To be done >>
**1.** From the termination excerpt:
(a) On what date did Ferrara Brothers terminate Salazar's employment?
(b) What did Salazar say the missing equipment was?
(c) Who showed Salazar the video footage?
**2.** Can you write out the part of the termination excerpt that opens with the words containing "The defendants' version" and closes with "(Valderrama Aff.) ¶ 9.", substituting "van" for "truck"?

Text block >>
☆ ☆ ☆ ☆ ☆

2. Salazar's Termination

On March 12, 2012, Ferrara Brothers terminated Salazar's employment. Def. Rule 56.1 Stmt. ¶ 11. Defendants say the termination was due to Salazar's violation of the Last Chance Agreement (id.), but Salazar asserts that the termination was the "culmination of the discriminatory scheme engaged in by Defendants." Pl. Rule 56.1 Stmt. ¶ 11. The parties agree that at some point, Joseph and Brian Ferrara learned that a piece of equipment was missing, which Salazar said was an air sensor. They agree the air sensor was owned by an outside party and was used to perform environmental testing. Def. Rule 56.1 Stmt. ¶ 12; Pl. Rule 56.1 Stmt. ¶ 12.

The defendants' version of events is that several employees tried to locate the missing equipment after Joseph and Brian Ferrara were told it was missing, and the next day the Ferraras learned that Salazar was seen by another employee (and captured on video) handling the equipment. Salazar denied any knowledge of the equipment even after being questioned twice by Annunziata and then again by dispatcher Hyorki Valderrama after he showed Salazar the video footage. Defendants say that at the end of the second day the equipment was missing, the Ferraras learned that Salazar pulled his truck up to the dispatch office and returned the equipment to Valderrama. Def. Rule 56.1 Stmt. ¶¶ 13-17. Valderrama, who is also Latino, said that Salazar's race or national origin played no role in the decision to fire him. Def. Ex. E (Valderrama Aff.) ¶ 9.

☆ ☆ ☆ ☆ ☆

Extracted information >>
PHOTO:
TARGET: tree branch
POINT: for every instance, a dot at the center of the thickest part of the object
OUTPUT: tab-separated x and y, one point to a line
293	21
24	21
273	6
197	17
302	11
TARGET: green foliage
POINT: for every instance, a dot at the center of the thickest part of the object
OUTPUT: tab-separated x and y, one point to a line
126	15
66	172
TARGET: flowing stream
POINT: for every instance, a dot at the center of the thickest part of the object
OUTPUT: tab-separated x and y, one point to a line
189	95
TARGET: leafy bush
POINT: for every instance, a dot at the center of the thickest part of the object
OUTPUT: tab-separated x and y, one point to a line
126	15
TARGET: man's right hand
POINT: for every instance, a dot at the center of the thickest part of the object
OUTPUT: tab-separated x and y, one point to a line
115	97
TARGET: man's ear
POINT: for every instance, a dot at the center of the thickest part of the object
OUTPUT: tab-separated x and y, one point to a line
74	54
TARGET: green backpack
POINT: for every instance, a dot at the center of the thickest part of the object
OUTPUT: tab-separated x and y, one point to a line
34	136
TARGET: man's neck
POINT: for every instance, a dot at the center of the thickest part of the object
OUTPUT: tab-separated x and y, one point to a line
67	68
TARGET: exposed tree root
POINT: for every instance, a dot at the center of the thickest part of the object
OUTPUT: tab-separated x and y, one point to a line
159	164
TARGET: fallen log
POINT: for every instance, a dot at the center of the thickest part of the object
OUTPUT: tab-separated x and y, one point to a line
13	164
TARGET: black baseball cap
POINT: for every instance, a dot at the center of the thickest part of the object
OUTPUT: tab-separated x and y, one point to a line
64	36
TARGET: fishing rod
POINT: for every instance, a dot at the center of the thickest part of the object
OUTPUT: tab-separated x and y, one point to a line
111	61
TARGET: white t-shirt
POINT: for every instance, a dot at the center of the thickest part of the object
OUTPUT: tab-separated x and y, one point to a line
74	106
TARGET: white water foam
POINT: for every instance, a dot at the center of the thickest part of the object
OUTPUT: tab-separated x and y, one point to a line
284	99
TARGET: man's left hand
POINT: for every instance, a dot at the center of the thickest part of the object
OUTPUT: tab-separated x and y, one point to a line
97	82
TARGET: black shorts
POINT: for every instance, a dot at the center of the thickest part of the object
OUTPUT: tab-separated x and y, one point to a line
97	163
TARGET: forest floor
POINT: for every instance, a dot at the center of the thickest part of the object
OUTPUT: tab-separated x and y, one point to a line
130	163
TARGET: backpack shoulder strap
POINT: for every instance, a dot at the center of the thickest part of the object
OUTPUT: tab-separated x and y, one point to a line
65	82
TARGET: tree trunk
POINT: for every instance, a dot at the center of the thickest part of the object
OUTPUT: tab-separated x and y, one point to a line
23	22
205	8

☆ ☆ ☆ ☆ ☆

Answers >>
**1.**
(a) March 12, 2012.
(b) An air sensor.
(c) Dispatcher Hyorki Valderrama.

**2.**
The defendants' version of events is that several employees tried to locate the missing equipment after Joseph and Brian Ferrara were told it was missing, and the next day the Ferraras learned that Salazar was seen by another employee (and captured on video) handling the equipment. Salazar denied any knowledge of the equipment even after being questioned twice by Annunziata and then again by dispatcher Hyorki Valderrama after he showed Salazar the video footage. Defendants say that at the end of the second day the equipment was missing, the Ferraras learned that Salazar pulled his van up to the dispatch office and returned the equipment to Valderrama. Def. Rule 56.1 Stmt. ¶¶ 13-17. Valderrama, who is also Latino, said that Salazar's race or national origin played no role in the decision to fire him. Def. Ex. E (Valderrama Aff.) ¶ 9.